| Your objective |
Copy out exactly the lines below that run from the one holding "Query: paragliding harness" to the one holding "find the black helmet in the photo above", keeping both of those lines and no others.

| Information given |

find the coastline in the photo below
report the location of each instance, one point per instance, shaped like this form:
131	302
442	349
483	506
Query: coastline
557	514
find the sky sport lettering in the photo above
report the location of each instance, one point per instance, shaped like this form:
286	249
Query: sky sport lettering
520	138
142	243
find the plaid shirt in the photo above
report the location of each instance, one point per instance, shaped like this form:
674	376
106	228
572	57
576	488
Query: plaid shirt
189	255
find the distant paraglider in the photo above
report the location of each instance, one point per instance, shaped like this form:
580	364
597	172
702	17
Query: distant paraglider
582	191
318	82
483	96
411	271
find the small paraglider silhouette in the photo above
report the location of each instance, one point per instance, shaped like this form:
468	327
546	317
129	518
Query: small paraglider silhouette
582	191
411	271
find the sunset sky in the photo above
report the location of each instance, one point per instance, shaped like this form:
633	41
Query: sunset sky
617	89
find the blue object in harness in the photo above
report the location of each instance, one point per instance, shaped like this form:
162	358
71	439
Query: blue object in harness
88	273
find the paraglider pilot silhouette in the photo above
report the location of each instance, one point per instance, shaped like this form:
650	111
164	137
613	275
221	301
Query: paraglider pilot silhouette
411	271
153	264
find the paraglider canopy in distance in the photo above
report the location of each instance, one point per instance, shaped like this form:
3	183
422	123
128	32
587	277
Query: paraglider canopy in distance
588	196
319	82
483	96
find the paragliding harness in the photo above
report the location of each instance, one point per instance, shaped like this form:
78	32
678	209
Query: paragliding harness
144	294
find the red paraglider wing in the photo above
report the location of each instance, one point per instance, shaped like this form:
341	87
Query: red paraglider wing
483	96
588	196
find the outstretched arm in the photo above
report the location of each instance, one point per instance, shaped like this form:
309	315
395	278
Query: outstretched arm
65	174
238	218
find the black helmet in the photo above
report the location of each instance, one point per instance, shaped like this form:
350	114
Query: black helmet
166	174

| Your response |
Query: paragliding harness
144	294
find the red paraglider wing in the photo above
report the location of each instance, one point per instance, shaped like this form:
341	87
Query: red paraglider wing
483	96
588	196
find the outstretched arm in the photo above
report the location of each instance, one point per instance, shaped like this form:
309	315
395	278
Query: outstretched arm
65	174
238	218
find the black helmet in the photo above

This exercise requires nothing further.